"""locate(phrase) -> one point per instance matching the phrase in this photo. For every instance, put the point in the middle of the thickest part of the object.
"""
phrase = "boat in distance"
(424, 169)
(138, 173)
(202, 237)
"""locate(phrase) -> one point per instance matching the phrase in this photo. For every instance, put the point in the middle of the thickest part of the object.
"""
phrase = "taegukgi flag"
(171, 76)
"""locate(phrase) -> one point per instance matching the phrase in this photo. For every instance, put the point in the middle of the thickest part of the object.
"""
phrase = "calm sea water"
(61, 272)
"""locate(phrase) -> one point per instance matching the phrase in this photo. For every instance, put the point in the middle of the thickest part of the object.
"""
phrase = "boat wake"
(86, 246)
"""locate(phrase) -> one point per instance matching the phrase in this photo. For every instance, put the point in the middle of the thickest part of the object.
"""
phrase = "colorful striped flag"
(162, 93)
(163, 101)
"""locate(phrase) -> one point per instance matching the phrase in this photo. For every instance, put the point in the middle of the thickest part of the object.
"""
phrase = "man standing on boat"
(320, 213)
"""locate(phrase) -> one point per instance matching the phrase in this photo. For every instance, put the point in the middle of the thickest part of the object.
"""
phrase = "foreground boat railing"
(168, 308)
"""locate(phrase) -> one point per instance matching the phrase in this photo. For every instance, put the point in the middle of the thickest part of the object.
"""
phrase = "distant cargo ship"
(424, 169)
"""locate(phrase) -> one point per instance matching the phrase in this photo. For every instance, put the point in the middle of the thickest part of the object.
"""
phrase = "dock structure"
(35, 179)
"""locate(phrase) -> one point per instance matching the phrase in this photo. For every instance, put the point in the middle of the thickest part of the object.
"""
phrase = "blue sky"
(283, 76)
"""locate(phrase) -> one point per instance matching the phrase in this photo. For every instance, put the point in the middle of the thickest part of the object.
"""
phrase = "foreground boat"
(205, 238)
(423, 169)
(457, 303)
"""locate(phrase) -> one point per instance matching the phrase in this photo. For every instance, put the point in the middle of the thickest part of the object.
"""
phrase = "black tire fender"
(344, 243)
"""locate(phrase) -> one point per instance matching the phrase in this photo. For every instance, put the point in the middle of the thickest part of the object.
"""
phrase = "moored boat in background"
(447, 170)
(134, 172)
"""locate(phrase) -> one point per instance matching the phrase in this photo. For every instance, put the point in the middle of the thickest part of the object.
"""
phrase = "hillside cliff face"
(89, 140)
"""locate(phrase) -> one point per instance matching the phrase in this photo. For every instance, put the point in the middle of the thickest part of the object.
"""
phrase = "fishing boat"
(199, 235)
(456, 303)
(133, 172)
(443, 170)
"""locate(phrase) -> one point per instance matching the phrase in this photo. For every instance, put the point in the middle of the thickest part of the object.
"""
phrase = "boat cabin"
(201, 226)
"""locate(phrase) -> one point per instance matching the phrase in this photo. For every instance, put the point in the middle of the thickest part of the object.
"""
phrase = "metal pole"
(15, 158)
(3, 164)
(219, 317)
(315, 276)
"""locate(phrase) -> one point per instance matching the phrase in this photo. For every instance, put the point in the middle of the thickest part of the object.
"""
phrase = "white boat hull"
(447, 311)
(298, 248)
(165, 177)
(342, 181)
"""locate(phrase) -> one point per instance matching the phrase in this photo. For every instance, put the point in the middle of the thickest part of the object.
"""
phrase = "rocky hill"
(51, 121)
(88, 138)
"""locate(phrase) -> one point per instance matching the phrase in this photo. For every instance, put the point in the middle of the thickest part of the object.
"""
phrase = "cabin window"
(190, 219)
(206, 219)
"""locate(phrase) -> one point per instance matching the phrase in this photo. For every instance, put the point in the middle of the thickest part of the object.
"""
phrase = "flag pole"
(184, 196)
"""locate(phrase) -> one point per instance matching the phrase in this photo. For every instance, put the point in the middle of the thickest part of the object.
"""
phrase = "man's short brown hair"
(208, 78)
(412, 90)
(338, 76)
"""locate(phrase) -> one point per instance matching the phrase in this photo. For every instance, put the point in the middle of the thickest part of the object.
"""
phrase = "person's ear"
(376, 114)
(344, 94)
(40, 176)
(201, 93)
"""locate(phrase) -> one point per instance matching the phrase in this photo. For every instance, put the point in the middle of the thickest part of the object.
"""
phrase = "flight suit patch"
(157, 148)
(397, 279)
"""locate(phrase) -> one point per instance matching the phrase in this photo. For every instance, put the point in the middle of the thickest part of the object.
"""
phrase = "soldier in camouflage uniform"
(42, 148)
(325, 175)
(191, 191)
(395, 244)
====
» **Exercise**:
Print the listing above in full, exactly as it is.

» **Output of the exercise**:
"""locate(phrase) -> one point per instance matching the phrase in this photo. For every instance, put the point in the middle of the thickest part of the object.
"""
phrase = "boat in distance"
(424, 169)
(138, 173)
(202, 237)
"""locate(phrase) -> one point per instance matching the phrase in this photo. For every instance, put the point in the middle of the thickest part of the object.
"""
phrase = "taegukgi flag"
(171, 76)
"""locate(phrase) -> one point per instance matching the phrase in this photo. For every instance, put the point in the middle of the thickest part of the object.
"""
phrase = "calm sea water"
(61, 272)
"""locate(phrase) -> one point per instance matching the phrase in this photo. For every instance, put the point in the middle of the thickest part of the object.
"""
phrase = "boat wake"
(86, 246)
"""locate(phrase) -> one point per instance matching the phrase in this photo. For every instance, put the point in the middle of the thickest part of the object.
"""
phrase = "colorful striped flag"
(162, 93)
(163, 101)
"""locate(phrase) -> one point per instance matching the phrase in this photo. For every instance, put the point in the middle of the thickest part of the object.
"""
phrase = "man standing on boat"
(320, 213)
"""locate(phrase) -> one point per instance matching the phrase in this photo. For every instance, put the point in the middle of the thickest part of the object.
"""
phrase = "foreground boat railing"
(168, 308)
"""locate(phrase) -> one point per instance matching the phrase in this photo. For every instance, put the point in the middle of the thickest part of the object.
"""
phrase = "distant cargo ship"
(424, 169)
"""locate(phrase) -> one point per instance matching the phrase in this photo. For every instance, put the point in the middle of the thickest part of the object.
"""
phrase = "dock structure"
(35, 179)
"""locate(phrase) -> one point per instance matching the phrase in this photo. For every instance, put the point in the middle of the thickest part of the object.
"""
phrase = "blue sky"
(283, 76)
"""locate(phrase) -> one point per instance matching the phrase in this photo. For every instance, put the point in the middle of the thickest part of the object.
"""
phrase = "foreground boat"
(205, 238)
(423, 169)
(457, 303)
"""locate(phrase) -> one point per instance matching the phrase in this photo. For every instance, put the point in the middle of the thickest part of the object.
"""
phrase = "black tire fender"
(344, 243)
"""locate(phrase) -> one point per instance matching the phrase in this photo. For every instance, put the point in the middle of the thickest part of the object.
"""
phrase = "moored boat in background"
(447, 170)
(134, 172)
"""locate(phrase) -> one point per instance matching the phrase in this photo. For every instance, put the point in the middle of the thickest part of the object.
"""
phrase = "hillside cliff face"
(89, 140)
"""locate(phrase) -> one point per instance matching the phrase in this photo. For every instance, put the point in the middle of the thickest part of the object.
"""
phrase = "fishing boat"
(199, 235)
(456, 303)
(133, 172)
(443, 170)
"""locate(phrase) -> one point per instance matching the phrase in this photo. For every instance, put the point in the middle of the thickest part of the object.
"""
phrase = "boat cabin"
(201, 226)
"""locate(phrase) -> one point per instance matching the phrase in this photo. For every instance, put the point in the middle of the thickest part of the object.
"""
phrase = "metal pole"
(15, 158)
(3, 164)
(219, 317)
(315, 276)
"""locate(phrase) -> one point per instance matching the phrase in this photo. For every instance, put the point in the middle of the thickest part of the object.
"""
phrase = "white boat hull"
(447, 311)
(298, 248)
(165, 177)
(342, 181)
"""locate(phrase) -> one point per instance matching the phrase in this photo. For every instance, put the point in the middle of the thickest part of the object.
"""
phrase = "rocky hill"
(51, 121)
(88, 138)
"""locate(phrase) -> one point per instance matching the phrase in this photo. For every instance, put the point in the middle of the thickest part of the object.
"""
phrase = "cabin window"
(190, 219)
(206, 219)
"""locate(phrase) -> one point per instance matching the phrase in this photo. For every instance, put the point in the middle of the thickest part of the object.
"""
phrase = "flag pole"
(184, 196)
"""locate(phrase) -> one point per instance matching the phrase in this photo. For every instance, put the point in the middle of the thickest part of the object.
"""
phrase = "man's short brown hair"
(208, 78)
(412, 90)
(338, 76)
"""locate(phrase) -> one point per instance matching the phrase in this photo. For every instance, put the point in the middle of the thickest part of the object.
"""
phrase = "person's ear"
(376, 114)
(344, 94)
(40, 176)
(201, 93)
"""locate(phrase) -> one point per instance matching the phrase in this photo. For every instance, put the point in the middle of the thickest part of the object.
"""
phrase = "flight suit patch"
(157, 148)
(397, 279)
"""locate(phrase) -> one point per instance matching the phrase in this photo. For every instance, put the point in the middle of the thickest part of the object.
"""
phrase = "soldier in camouflage uniform"
(42, 148)
(325, 175)
(191, 191)
(395, 244)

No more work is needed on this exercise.